したがって,本件重合方法は,本件明細書の発明の詳細な説明において,
特定されているものというべきである。
ウ本件重合方法の概要は,例えば,当業界でよく知られた専門誌である昭
和56年5月株式会社プラスチックス・エージ発行「プラスチックスエー
ジ」同年5月号(以下「甲5文献」という。)63頁ないし74頁に掲載
された特別記事「ポリオレフィンの省エネルギー重合プロセスとそれによ
る材料特性−LLDPE,バルク重合法PPを中心に−」(特に65頁
ないし66頁)中で,代表的なプロセスのまず最初の1つとして,「1.
5.1UCC(<UNIPOL>法)」の項で,「ユニポール法」が紹
介されており,本件重合方法が「ユニポール法」であることは,甲5文献
の65頁の表2「各社のLLDPEプロセス比較」において,重合形式が
「気相法」の「流動床」であるとするプロセスが唯一ユニオンカーバイト
社による「<UNIPOL>法」であるとの記載から明らかである。
エ被告は,本件グラニュラー状物が「ユニポール法の装置を用いて,上記
の特定条件で製造され得る」(段落【0013】)と記載されているにす
ぎず,本件グラニュラー状物が「ユニポール法」の製造法に限られるとの
記載はない旨主張する。
しかし,本件明細書の発明の詳細な説明の段落【0013】の「この重
合方法はユニポール法と呼ばれ,・・・本発明に用いるグラニュラー状物
は,ユニポール法の装置を用いて,上記の特定条件で製造され得るもので
ある。上記製造条件を外れると,本発明に使用し得るグラニュラー状物は
製造できず望ましくない。」との記載を当業者の立場で素直に読めば,そ
こには,本件重合方法が「ユニポール法」と称され,かつ,本件重合方法
に限定されることが明記されているというべきである。したがって,本件
グラニュラー状物が「ユニポール法」の装置を用いる製造法に限られると
の記載はないとする被告の主張は,失当である。

与えられた課題 1 |
重合方法の文章をもとに、次の問いに答えよ。
(a) 甲5文献で特別記事が掲載された頁の範囲は何頁から何頁か。
(b) 甲5文献の表2で重合形式が「気相法」の「流動床」とされるプロセスは、どの会社によるものか。
(c) 被告が主張の中で引用した段落の番号は何か。
与えられた課題 2 | 重合方法の文章のうち、「5.1UCC(<UNIPOL>法)」の項で,「ユニポール法」が紹」から「社による「<UNIPOL>法」であるとの記載から明らかである。」までを、末尾の語句も含めて一字も変えずに複製してください。
与えられた課題 3 | 重合方法の文章を、示された最後の文の次から書き継げ。

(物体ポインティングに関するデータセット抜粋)

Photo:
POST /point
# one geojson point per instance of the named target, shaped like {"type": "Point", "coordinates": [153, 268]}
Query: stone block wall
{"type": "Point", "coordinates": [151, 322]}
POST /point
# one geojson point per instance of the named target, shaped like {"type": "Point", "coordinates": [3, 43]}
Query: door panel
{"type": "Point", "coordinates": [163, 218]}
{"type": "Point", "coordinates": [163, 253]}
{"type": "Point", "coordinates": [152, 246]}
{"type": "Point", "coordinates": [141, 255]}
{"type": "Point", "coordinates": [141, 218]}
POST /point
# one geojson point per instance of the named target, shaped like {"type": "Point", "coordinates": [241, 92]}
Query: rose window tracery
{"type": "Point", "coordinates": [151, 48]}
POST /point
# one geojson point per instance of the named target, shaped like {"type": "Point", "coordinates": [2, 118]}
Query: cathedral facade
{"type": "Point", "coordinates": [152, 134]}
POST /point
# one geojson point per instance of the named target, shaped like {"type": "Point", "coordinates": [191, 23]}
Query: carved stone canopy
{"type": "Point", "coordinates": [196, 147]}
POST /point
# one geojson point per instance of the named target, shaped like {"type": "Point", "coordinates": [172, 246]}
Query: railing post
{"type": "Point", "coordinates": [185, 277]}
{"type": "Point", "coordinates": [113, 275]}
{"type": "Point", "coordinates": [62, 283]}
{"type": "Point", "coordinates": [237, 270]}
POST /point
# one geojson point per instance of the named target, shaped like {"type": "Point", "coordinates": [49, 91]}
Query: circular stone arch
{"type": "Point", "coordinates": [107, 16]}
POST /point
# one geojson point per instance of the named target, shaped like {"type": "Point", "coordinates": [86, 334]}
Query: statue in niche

記述解答 1 |
(a) 63頁ないし74頁
(b) ユニオンカーバイト社
(c) 段落【0013】

記述解答 2 |
5.1UCC(<UNIPOL>法)」の項で,「ユニポール法」が紹
介されており,本件重合方法が「ユニポール法」であることは,甲5文献
の65頁の表2「各社のLLDPEプロセス比較」において,重合形式が
「気相法」の「流動床」であるとするプロセスが唯一ユニオンカーバイト
社による「<UNIPOL>法」であるとの記載から明らかである。

記述解答 3 |
オしたがって,「ユニポール法」との記載が特許請求の範囲にないからと
いって,短絡的に,本件重合方法の記載が「ユニポール法」であると限定
解釈する余地はないとか,「ユニポール法」と付加限定して解釈すべき合
理的根拠もないとかいう被告の主張は,当業者の技術常識を無視した皮相
的な解釈に基づくものであって,失当である。
()平均粒径の測定方法の特定3
ア原告は,取消理由通知に対する特許異議意見書において,参考資料1な
いし4として,本件出願前に頒布された刊行物である1985年(昭和6
0年)ユニオンカーバイド社発行「高密度架橋性ポリエチレンGPEP−
1000」のパンフレット(甲13,以下「甲13文献」という。),同
年同社発行「中密度ポリエチレンGPEP−703Natural
7」のパンフレット(甲14,以下「甲14文献」という。),米国材料
試験協会(ASTM)発行「ANSI/ASTMD1921−63(R
eapproved1975)」(1975年〔昭和50年〕改定)の
「プラスチック材料の粒子径(ふるい分析)標準測定法」(甲15,以下
「甲15文献」という。),日本規格協会発行「JISK0069」の
「化学製品のふるい分け試験方法」(平成4年5月1日改正)を挙げてい
る。このうち,甲13及び甲14各文献には,「粒径の試験方法がAST
MD1921である。」旨記載されており,上記「ASTMD192
1」の粒径の試験方法は,1975年(昭和50年)に再承認されている
方法であることが甲15文献から明らかであり,これが「JISK00
69」の「化学製品のふるい分け試験方法」に対応することは,甲16文
献から明らかである。そして,ポリエチレン樹脂とその製造に用いる触媒
は,共に化学製品であり,ポリエチレン樹脂についての粒径の測定法,及
びポリエチレン樹脂の製造に用いる触媒担体の粒径の測定法が,「ふるい
分け法」で行われることは,周知自明であり,当業者にとって技術常識で
あった。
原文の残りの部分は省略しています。